→ Work instructions:
1 – List every specific article of clothing or footwear named in the summer-diet piece, in the order each first appears.
2 – Reproduce, word for word, the part of the summer-diet piece that opens with the words containing "When the Whip" and closes with "jeans and boots.".

→ Source passage:
-- Opening Marker --

When the Whip Comes Down
Yesterday, flush with excitement at the prospect of the return of glorious golden summer, I went exploring in the remotest reaches of my closet for something that would decently cover me while allowing adequate ventilation in the unseasonably warm, July-esque weather of the metropolis. A skirt, a dress, even, Lord forgive me, a pair of shorts. Anything but jeans and boots.
The quest for footwear went quite well. After all, sandals always fit and it would be disingenuous of me to say my shoe collection is in any way lacking. My efforts to locate suitable daywear, however, were not crowned with similar success, and as I do every year, I wondered at the remarkable shrinkage that results when off-season garments sit around in the dark for several months. I’m inclined to blame the moths, but in truth, it’s those bastards Ben and Jerry and their asshole buddies at the Cupcake Cafe whose filthy chocolate fingerprints are all over this disaster, or more correctly, my ass and thighs. And so, once again, it’s back to the nutritional purgatory of the summer diet. This year, however, I’m dragging you along with me.
Now, I know what you’re thinking. “Didn’t you just return from a beach vacation, Kitchen Slattern? Surely you noticed some increase in girth while squeezing into a swimsuit.”

-- Closing Marker --

→ Source data:

-- Opening Marker --

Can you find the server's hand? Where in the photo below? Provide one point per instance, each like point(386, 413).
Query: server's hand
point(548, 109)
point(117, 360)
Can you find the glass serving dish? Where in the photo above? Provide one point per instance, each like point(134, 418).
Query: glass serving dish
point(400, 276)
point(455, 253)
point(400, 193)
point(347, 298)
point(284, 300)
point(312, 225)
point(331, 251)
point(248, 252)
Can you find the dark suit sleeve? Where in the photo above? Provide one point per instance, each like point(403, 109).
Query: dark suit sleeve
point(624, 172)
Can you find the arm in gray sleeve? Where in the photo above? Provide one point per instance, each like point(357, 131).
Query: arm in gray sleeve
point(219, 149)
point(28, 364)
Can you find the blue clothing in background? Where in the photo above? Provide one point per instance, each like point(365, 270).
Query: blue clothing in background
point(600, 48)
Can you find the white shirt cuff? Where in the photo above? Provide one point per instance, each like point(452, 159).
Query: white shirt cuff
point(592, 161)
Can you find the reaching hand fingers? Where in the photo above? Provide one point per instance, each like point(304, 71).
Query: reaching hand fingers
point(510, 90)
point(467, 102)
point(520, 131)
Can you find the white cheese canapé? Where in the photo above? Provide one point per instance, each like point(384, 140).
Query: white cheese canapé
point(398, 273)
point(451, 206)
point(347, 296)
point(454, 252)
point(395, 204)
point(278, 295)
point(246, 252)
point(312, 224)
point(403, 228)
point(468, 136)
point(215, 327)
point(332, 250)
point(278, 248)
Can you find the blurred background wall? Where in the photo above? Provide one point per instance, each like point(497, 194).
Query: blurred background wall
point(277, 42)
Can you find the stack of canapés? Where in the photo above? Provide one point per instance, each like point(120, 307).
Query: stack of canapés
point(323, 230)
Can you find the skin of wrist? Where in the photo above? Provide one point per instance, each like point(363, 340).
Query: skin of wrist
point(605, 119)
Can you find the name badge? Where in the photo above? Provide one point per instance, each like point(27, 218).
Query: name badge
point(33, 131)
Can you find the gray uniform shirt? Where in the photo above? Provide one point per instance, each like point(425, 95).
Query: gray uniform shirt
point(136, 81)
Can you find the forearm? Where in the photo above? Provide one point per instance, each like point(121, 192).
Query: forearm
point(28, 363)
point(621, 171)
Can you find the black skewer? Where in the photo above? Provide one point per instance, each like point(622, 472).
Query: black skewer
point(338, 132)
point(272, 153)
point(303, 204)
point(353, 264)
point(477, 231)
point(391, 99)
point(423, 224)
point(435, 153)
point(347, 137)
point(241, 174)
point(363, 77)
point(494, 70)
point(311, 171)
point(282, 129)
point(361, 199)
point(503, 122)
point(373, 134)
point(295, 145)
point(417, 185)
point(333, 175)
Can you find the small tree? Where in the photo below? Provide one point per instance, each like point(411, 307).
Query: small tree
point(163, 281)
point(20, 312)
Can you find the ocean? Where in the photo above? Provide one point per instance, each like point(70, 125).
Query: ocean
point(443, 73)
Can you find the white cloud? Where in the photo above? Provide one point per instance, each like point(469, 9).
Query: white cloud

-- Closing Marker --

→ Solutions in order:
1 – skirt, dress, shorts, jeans, boots, sandals, swimsuit

2 –
When the Whip Comes Down
Yesterday, flush with excitement at the prospect of the return of glorious golden summer, I went exploring in the remotest reaches of my closet for something that would decently cover me while allowing adequate ventilation in the unseasonably warm, July-esque weather of the metropolis. A skirt, a dress, even, Lord forgive me, a pair of shorts. Anything but jeans and boots.